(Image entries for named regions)
□ □ □ □
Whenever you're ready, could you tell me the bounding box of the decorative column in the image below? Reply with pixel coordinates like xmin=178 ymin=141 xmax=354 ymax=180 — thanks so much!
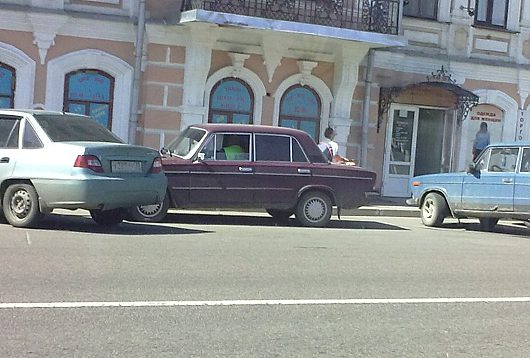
xmin=181 ymin=24 xmax=219 ymax=128
xmin=28 ymin=13 xmax=68 ymax=65
xmin=330 ymin=44 xmax=370 ymax=156
xmin=521 ymin=0 xmax=530 ymax=27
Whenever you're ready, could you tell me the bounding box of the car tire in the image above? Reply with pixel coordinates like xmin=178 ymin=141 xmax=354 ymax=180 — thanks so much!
xmin=296 ymin=191 xmax=333 ymax=227
xmin=90 ymin=208 xmax=126 ymax=226
xmin=266 ymin=209 xmax=294 ymax=221
xmin=2 ymin=183 xmax=42 ymax=227
xmin=420 ymin=193 xmax=449 ymax=227
xmin=128 ymin=194 xmax=170 ymax=222
xmin=478 ymin=218 xmax=499 ymax=231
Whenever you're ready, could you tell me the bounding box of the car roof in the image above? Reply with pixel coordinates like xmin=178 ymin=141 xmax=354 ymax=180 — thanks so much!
xmin=190 ymin=123 xmax=307 ymax=135
xmin=0 ymin=108 xmax=83 ymax=116
xmin=489 ymin=141 xmax=530 ymax=147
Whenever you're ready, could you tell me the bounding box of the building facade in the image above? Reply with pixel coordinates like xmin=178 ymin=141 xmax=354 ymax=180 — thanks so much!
xmin=0 ymin=0 xmax=530 ymax=196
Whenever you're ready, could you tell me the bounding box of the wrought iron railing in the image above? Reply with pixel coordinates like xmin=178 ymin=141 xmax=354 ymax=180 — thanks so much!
xmin=182 ymin=0 xmax=400 ymax=35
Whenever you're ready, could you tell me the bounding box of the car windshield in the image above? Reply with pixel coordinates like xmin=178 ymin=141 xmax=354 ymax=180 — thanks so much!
xmin=165 ymin=127 xmax=206 ymax=158
xmin=35 ymin=114 xmax=123 ymax=143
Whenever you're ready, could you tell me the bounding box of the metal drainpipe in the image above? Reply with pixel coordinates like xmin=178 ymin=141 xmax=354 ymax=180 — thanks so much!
xmin=129 ymin=0 xmax=145 ymax=144
xmin=360 ymin=49 xmax=374 ymax=167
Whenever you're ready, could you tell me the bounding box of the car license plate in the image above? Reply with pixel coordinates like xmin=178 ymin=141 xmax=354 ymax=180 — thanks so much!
xmin=111 ymin=160 xmax=142 ymax=173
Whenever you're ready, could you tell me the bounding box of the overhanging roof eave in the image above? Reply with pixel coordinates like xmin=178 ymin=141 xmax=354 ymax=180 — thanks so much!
xmin=180 ymin=9 xmax=408 ymax=47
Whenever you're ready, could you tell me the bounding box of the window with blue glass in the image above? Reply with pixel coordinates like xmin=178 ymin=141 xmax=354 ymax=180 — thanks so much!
xmin=475 ymin=0 xmax=509 ymax=28
xmin=64 ymin=70 xmax=114 ymax=129
xmin=208 ymin=78 xmax=254 ymax=124
xmin=278 ymin=85 xmax=321 ymax=141
xmin=0 ymin=63 xmax=15 ymax=108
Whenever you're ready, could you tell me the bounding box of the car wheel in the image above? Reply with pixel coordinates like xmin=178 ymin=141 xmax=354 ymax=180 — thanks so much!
xmin=479 ymin=218 xmax=499 ymax=231
xmin=128 ymin=194 xmax=169 ymax=222
xmin=266 ymin=209 xmax=294 ymax=221
xmin=90 ymin=208 xmax=126 ymax=226
xmin=296 ymin=192 xmax=333 ymax=227
xmin=420 ymin=193 xmax=448 ymax=226
xmin=2 ymin=183 xmax=41 ymax=227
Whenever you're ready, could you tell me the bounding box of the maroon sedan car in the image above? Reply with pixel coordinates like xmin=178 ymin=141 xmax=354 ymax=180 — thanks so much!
xmin=130 ymin=124 xmax=375 ymax=227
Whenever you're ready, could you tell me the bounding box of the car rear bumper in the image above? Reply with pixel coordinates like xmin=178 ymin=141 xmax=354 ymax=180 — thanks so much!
xmin=405 ymin=198 xmax=419 ymax=206
xmin=33 ymin=175 xmax=167 ymax=210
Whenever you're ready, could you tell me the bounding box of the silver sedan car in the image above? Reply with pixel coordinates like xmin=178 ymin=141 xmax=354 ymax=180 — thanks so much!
xmin=0 ymin=110 xmax=167 ymax=227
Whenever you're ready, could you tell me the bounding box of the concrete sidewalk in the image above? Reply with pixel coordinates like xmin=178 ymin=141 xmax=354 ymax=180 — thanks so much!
xmin=341 ymin=196 xmax=420 ymax=217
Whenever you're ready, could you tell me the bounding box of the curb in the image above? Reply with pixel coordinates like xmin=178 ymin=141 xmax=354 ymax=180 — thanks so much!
xmin=341 ymin=206 xmax=420 ymax=218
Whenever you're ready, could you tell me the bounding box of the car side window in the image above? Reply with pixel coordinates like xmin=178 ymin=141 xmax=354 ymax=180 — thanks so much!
xmin=0 ymin=117 xmax=21 ymax=148
xmin=291 ymin=138 xmax=307 ymax=163
xmin=22 ymin=122 xmax=42 ymax=149
xmin=488 ymin=148 xmax=519 ymax=173
xmin=215 ymin=133 xmax=250 ymax=161
xmin=520 ymin=148 xmax=530 ymax=173
xmin=256 ymin=134 xmax=291 ymax=162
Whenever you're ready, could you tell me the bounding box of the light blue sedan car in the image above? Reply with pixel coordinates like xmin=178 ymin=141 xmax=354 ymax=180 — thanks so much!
xmin=0 ymin=110 xmax=167 ymax=227
xmin=407 ymin=142 xmax=530 ymax=231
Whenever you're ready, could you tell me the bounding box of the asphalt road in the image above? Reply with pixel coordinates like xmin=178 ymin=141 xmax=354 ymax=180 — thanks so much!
xmin=0 ymin=212 xmax=530 ymax=357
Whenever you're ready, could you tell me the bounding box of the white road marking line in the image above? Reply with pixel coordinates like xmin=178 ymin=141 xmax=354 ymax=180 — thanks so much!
xmin=0 ymin=297 xmax=530 ymax=309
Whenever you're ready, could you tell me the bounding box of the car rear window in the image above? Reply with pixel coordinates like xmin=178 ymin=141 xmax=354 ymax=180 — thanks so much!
xmin=256 ymin=134 xmax=307 ymax=162
xmin=35 ymin=114 xmax=123 ymax=143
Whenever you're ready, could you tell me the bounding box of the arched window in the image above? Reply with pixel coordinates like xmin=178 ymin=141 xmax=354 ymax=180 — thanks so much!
xmin=0 ymin=63 xmax=15 ymax=108
xmin=208 ymin=78 xmax=254 ymax=124
xmin=278 ymin=85 xmax=321 ymax=142
xmin=63 ymin=70 xmax=114 ymax=129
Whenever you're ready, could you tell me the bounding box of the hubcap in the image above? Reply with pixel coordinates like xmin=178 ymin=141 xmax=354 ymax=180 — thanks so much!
xmin=138 ymin=204 xmax=162 ymax=217
xmin=304 ymin=198 xmax=326 ymax=221
xmin=423 ymin=200 xmax=434 ymax=219
xmin=10 ymin=189 xmax=31 ymax=219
□ □ □ □
Write out all of the data above again with "pixel coordinates" changed to "pixel positions" throughout and nothing else altered. Leave the pictures out.

Whenever you're ready, could you tell me the bounding box of the decorative column in the image below? Reply with pixel positions like xmin=178 ymin=141 xmax=354 ymax=180 — thanks so much!
xmin=181 ymin=24 xmax=219 ymax=128
xmin=28 ymin=13 xmax=68 ymax=65
xmin=330 ymin=44 xmax=370 ymax=156
xmin=521 ymin=0 xmax=530 ymax=27
Whenever you're ready, could you tell me the bounding box of the car tire in the image above? Reply with pixel positions like xmin=178 ymin=141 xmax=354 ymax=180 — thanks so much!
xmin=296 ymin=191 xmax=333 ymax=227
xmin=90 ymin=208 xmax=126 ymax=226
xmin=266 ymin=209 xmax=294 ymax=221
xmin=2 ymin=183 xmax=42 ymax=227
xmin=420 ymin=193 xmax=449 ymax=227
xmin=128 ymin=194 xmax=170 ymax=222
xmin=478 ymin=218 xmax=499 ymax=231
Whenever you're ready, could you tell me the bounding box of the car roof in the image above? Reply with pixel positions like xmin=178 ymin=141 xmax=354 ymax=180 — thanks so much!
xmin=190 ymin=123 xmax=307 ymax=135
xmin=0 ymin=108 xmax=83 ymax=116
xmin=489 ymin=141 xmax=530 ymax=147
Whenever you're ready, could you tell me the bounding box of the building facade in the image above? Reply with pixel positions like xmin=178 ymin=141 xmax=354 ymax=180 — thanks so much!
xmin=0 ymin=0 xmax=530 ymax=196
Whenever you're ready, could you tell me the bounding box of the wrought iron railing in the image above? Reply with pixel positions like xmin=178 ymin=141 xmax=354 ymax=180 — thanks so much!
xmin=182 ymin=0 xmax=400 ymax=35
Whenever you're ready, could you tell me the bounding box of the car windshield in the image above? Reply with pixel positions like xmin=178 ymin=141 xmax=354 ymax=180 — thanks so much!
xmin=165 ymin=127 xmax=206 ymax=158
xmin=35 ymin=114 xmax=123 ymax=143
Whenever you're ready, could you tell me the bounding box of the metal drainpipe in the image above? Reply with pixel positions like xmin=178 ymin=141 xmax=354 ymax=180 — thanks so much!
xmin=129 ymin=0 xmax=145 ymax=144
xmin=360 ymin=49 xmax=374 ymax=167
Whenever you're ready, could you tell me the bounding box of the car license plate in the image above? Reply with pixel positions like xmin=178 ymin=141 xmax=354 ymax=180 — thanks so much!
xmin=111 ymin=160 xmax=142 ymax=173
Whenever you're ready, could you tell me the bounding box of the overhanging roof eave in the image above? Reply with pixel positions like xmin=178 ymin=141 xmax=354 ymax=180 — thanks so much!
xmin=180 ymin=9 xmax=408 ymax=47
Whenever you're ready, could you tell me the bounding box of the window with blue glass in the image above? Reply with pixel positions like xmin=178 ymin=141 xmax=354 ymax=180 — thanks so much!
xmin=475 ymin=0 xmax=509 ymax=28
xmin=64 ymin=70 xmax=114 ymax=129
xmin=208 ymin=78 xmax=254 ymax=124
xmin=278 ymin=85 xmax=321 ymax=141
xmin=0 ymin=63 xmax=15 ymax=108
Whenever you're ready, could you tell me the bounding box of the car wheel in the image above? Reply with pixel positions like xmin=178 ymin=141 xmax=354 ymax=180 — thanks so much!
xmin=479 ymin=218 xmax=499 ymax=231
xmin=128 ymin=194 xmax=169 ymax=222
xmin=266 ymin=209 xmax=294 ymax=221
xmin=90 ymin=208 xmax=126 ymax=226
xmin=296 ymin=192 xmax=333 ymax=227
xmin=420 ymin=193 xmax=448 ymax=226
xmin=2 ymin=183 xmax=41 ymax=227
Whenever you're ready, could you tell me the bounding box of the maroon sedan car in the image above? Reply with pixel positions like xmin=178 ymin=141 xmax=354 ymax=180 — thanks so much!
xmin=130 ymin=124 xmax=375 ymax=227
Whenever you're ready, could you tell me the bounding box of the car rear bumper in the image above? Reply with pixel positions like xmin=178 ymin=141 xmax=354 ymax=180 — thanks so much!
xmin=405 ymin=198 xmax=419 ymax=206
xmin=33 ymin=175 xmax=167 ymax=210
Whenever you're ready, could you tell me the bounding box of the silver sedan car in the image above? Reply with pixel positions like xmin=178 ymin=141 xmax=354 ymax=180 — thanks so much!
xmin=0 ymin=110 xmax=167 ymax=227
Whenever you're ready, could you tell me the bounding box of the concrete sidewalk in the image above? Reply with pixel positions like xmin=178 ymin=141 xmax=354 ymax=180 — thanks so much!
xmin=341 ymin=196 xmax=420 ymax=217
Whenever you're ready, could you tell me the bounding box of the curb in the image above? Reply with pixel positions like xmin=178 ymin=141 xmax=354 ymax=180 — thanks so much!
xmin=341 ymin=206 xmax=420 ymax=218
Whenever you're ready, could you tell me the bounding box of the car side window in the image above? Reply with pixel positions like xmin=178 ymin=141 xmax=354 ymax=180 — thanks so much!
xmin=0 ymin=117 xmax=21 ymax=148
xmin=291 ymin=138 xmax=307 ymax=163
xmin=22 ymin=122 xmax=42 ymax=149
xmin=488 ymin=148 xmax=519 ymax=173
xmin=215 ymin=133 xmax=250 ymax=161
xmin=520 ymin=148 xmax=530 ymax=173
xmin=256 ymin=134 xmax=291 ymax=162
Whenever you're ready, could you tell me the bounding box of the light blue sedan car in the image above? Reply with pixel positions like xmin=178 ymin=141 xmax=354 ymax=180 — thanks so much!
xmin=0 ymin=110 xmax=167 ymax=227
xmin=407 ymin=142 xmax=530 ymax=231
Whenever you're ready, could you tell me the bounding box of the asphalt road in the image above? Reply with pixel positions like xmin=178 ymin=141 xmax=354 ymax=180 — thanks so much!
xmin=0 ymin=212 xmax=530 ymax=357
Whenever you're ready, could you tell me the bounding box of the white road marking line in the image above? Reply with pixel positions like xmin=178 ymin=141 xmax=354 ymax=180 — thanks so much!
xmin=0 ymin=297 xmax=530 ymax=309
Whenever you're ready, could you tell me the bounding box of the car rear window in the image above? Reply with pixel positions like xmin=178 ymin=141 xmax=354 ymax=180 — thanks so much!
xmin=256 ymin=134 xmax=307 ymax=162
xmin=35 ymin=114 xmax=123 ymax=143
Whenever you're ready, could you tell me the bounding box of the arched window in the image above? Reply with pixel positions like xmin=178 ymin=141 xmax=354 ymax=180 — thanks so much!
xmin=0 ymin=63 xmax=15 ymax=108
xmin=208 ymin=78 xmax=254 ymax=124
xmin=278 ymin=85 xmax=321 ymax=142
xmin=63 ymin=70 xmax=114 ymax=129
Whenever you're ready, could you tell me the bounding box of the hubcap in the image above? Reply with pixel positions like xmin=178 ymin=141 xmax=354 ymax=180 — thanks so much!
xmin=138 ymin=204 xmax=162 ymax=217
xmin=304 ymin=198 xmax=326 ymax=221
xmin=423 ymin=200 xmax=434 ymax=219
xmin=10 ymin=189 xmax=31 ymax=219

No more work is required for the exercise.